[start]

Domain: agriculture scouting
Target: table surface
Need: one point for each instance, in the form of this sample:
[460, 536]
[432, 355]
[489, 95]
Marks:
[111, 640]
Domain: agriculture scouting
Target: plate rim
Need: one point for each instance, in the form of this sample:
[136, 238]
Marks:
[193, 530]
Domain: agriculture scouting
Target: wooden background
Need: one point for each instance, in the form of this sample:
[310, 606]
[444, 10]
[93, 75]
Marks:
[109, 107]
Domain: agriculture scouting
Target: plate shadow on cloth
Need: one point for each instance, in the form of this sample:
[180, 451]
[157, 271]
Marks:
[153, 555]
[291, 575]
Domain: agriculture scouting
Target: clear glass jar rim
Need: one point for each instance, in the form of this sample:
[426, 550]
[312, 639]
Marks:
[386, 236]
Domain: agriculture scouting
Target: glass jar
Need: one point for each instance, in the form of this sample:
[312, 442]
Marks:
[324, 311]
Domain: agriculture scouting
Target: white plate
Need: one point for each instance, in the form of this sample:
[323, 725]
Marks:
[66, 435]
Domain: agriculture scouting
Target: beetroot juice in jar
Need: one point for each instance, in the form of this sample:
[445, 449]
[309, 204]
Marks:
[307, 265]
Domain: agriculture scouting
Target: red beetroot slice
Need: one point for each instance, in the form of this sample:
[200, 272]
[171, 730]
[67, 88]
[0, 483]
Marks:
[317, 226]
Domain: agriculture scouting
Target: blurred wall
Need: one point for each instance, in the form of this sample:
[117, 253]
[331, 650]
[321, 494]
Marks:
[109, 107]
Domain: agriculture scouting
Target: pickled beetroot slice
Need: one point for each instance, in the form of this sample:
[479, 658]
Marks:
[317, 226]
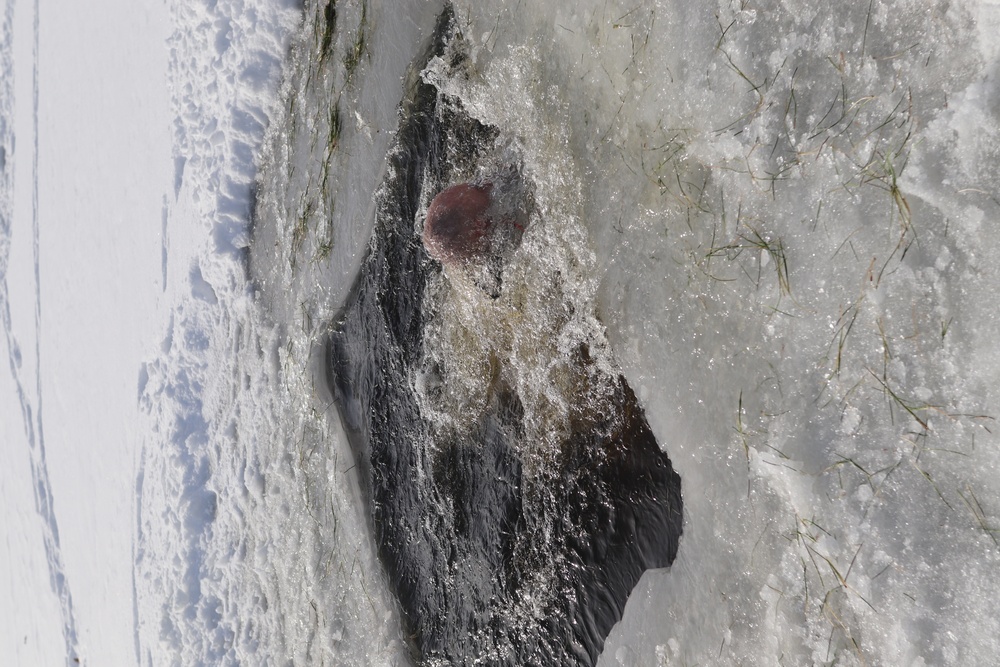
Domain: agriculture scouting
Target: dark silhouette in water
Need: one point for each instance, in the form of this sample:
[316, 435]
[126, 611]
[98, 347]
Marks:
[490, 563]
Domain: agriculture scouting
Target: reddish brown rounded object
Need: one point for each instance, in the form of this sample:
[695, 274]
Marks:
[458, 227]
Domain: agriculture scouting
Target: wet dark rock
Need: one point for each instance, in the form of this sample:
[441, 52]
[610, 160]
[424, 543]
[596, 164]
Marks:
[489, 562]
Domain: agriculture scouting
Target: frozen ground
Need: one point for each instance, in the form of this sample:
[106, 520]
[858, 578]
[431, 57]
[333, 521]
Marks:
[789, 213]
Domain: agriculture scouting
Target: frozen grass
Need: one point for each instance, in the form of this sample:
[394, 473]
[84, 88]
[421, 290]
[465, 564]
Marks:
[787, 210]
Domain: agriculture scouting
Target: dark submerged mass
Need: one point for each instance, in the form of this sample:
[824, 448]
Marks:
[490, 564]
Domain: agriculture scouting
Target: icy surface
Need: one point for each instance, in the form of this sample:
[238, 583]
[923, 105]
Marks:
[784, 212]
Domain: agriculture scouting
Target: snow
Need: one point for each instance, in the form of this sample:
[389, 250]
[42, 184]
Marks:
[784, 211]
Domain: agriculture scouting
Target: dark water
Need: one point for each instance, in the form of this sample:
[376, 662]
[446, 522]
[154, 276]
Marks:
[497, 554]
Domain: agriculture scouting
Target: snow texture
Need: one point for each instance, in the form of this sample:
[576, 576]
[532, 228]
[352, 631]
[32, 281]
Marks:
[783, 211]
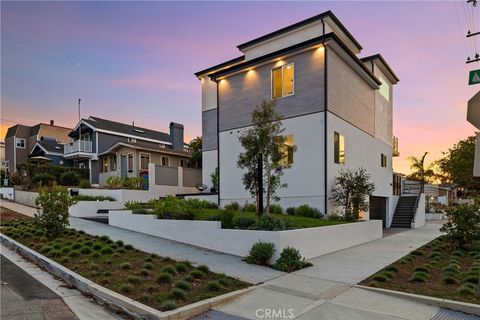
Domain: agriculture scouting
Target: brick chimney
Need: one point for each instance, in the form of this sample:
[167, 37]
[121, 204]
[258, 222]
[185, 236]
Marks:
[176, 136]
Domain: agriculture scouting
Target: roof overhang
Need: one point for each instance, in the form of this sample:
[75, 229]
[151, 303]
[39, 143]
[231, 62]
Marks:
[384, 67]
[330, 40]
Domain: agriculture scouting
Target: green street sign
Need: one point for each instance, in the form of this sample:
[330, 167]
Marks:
[474, 77]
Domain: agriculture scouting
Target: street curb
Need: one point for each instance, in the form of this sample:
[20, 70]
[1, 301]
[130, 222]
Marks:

[end]

- What is expected: What comes back should match the records exactly, minus any pictures.

- Task result:
Domain: agriculture scouting
Target: table surface
Need: one point for each instance, in the form of this sample:
[460, 536]
[432, 355]
[489, 95]
Marks:
[111, 640]
Domain: agriculture scouting
Target: plate rim
Need: one point for each instance, in the form of this sample:
[136, 238]
Marks:
[193, 530]
Domain: agriculture scouting
Target: wooden background
Need: one point for each instance, in the form of this sample:
[310, 606]
[444, 10]
[93, 75]
Marks:
[109, 107]
Domain: agriculture scouting
Target: plate shadow on cloth
Need: one point for each instance, in the form of this sample:
[180, 451]
[157, 271]
Marks:
[153, 555]
[291, 575]
Domain: agriculture scouting
Target: clear glass jar rim
Need: one point for each instance, in the form of this sample:
[426, 550]
[312, 639]
Marks:
[386, 236]
Domain: agriculture scouting
Target: glass jar
Need: one point for each instance, in the form of this sample:
[312, 442]
Marks:
[324, 311]
Domain: agriculture scouting
Target: white plate
Need: one point for each instance, in the form of this sample:
[323, 725]
Marks:
[66, 435]
Domain: agriculture scouting
Target: beetroot juice in jar
Need: one point for each instance, in the form of this sample:
[445, 449]
[309, 204]
Marks:
[307, 265]
Domain: agriculture scouting
Target: red beetroot slice
Need: one point for each instance, in the form of this sample:
[200, 272]
[171, 730]
[67, 88]
[0, 483]
Marks:
[317, 226]
Domain: agriculture scouting
Target: blurred wall
Need: one point for each instance, in the form of this sample:
[117, 253]
[331, 650]
[321, 494]
Marks:
[109, 107]
Domain: agriculture scouting
Target: pickled beetroot slice
Need: one point for each instance, in the form of this sample:
[479, 658]
Marks:
[317, 226]
Domain: agriculture scouting
Target: dark silhouette in water
Need: one point for each instance, in the form of this sample:
[316, 435]
[126, 611]
[98, 347]
Marks:
[490, 563]
Domain: agriculture scouting
Target: reddish brown rounded object
Need: one point for each instance, in the form of this sample:
[695, 274]
Marks:
[458, 227]
Domain: agriculture scouting
Target: wet dark rock
Need: one point for each instance, in the form of this sample:
[441, 52]
[610, 160]
[424, 543]
[596, 164]
Marks:
[489, 562]
Domain: agriculture scouting
Target: frozen ground
Need: one point for each instance, in the form of this sample:
[106, 520]
[858, 578]
[431, 57]
[333, 521]
Marks:
[789, 213]
Domain: agriculture scouting
Target: frozen grass
Need: one point for each instance, in the form of this sample:
[394, 473]
[84, 88]
[421, 290]
[465, 564]
Marks:
[787, 210]
Domain: agriculture scouting
Target: dark submerged mass
Need: one point for each instance, in the form of this sample:
[824, 448]
Marks:
[490, 564]
Domain: agriculture scouting
Target: icy surface
Need: one point for each instance, in the form of this sample:
[238, 583]
[923, 105]
Marks:
[784, 212]
Domain: agriculture scouting
Target: snow
Need: one point for each instance, in the form of this sample:
[389, 250]
[42, 184]
Marks:
[784, 211]
Domain: agriculture scouting
Target: dark water
Need: one point for each instance, in the form of this sample:
[376, 662]
[446, 522]
[154, 276]
Marks:
[497, 554]
Domain: agriculture scouting
Target: snow texture
Need: one point for each instance, in the form of this sample:
[576, 576]
[532, 228]
[352, 631]
[32, 281]
Marks:
[783, 211]
Domain: agriculture scouting
Target: brick chimney
Need: one point for each instance, in the form of this sample:
[167, 37]
[121, 204]
[258, 222]
[185, 236]
Marks:
[176, 136]
Domain: agriculture scouting
Target: roof overhang
Need: one point for each instance, in the form of this sample:
[75, 229]
[151, 303]
[39, 143]
[231, 62]
Marks:
[384, 67]
[330, 40]
Domain: agriculture scouting
Target: green street sign
Need: one point for each instance, in the form of this sample:
[330, 167]
Marks:
[474, 77]
Domain: agriculture scouting
Target: street curb
Need: one point for each instance, in the form of this sample:
[20, 70]
[1, 301]
[130, 222]
Marks:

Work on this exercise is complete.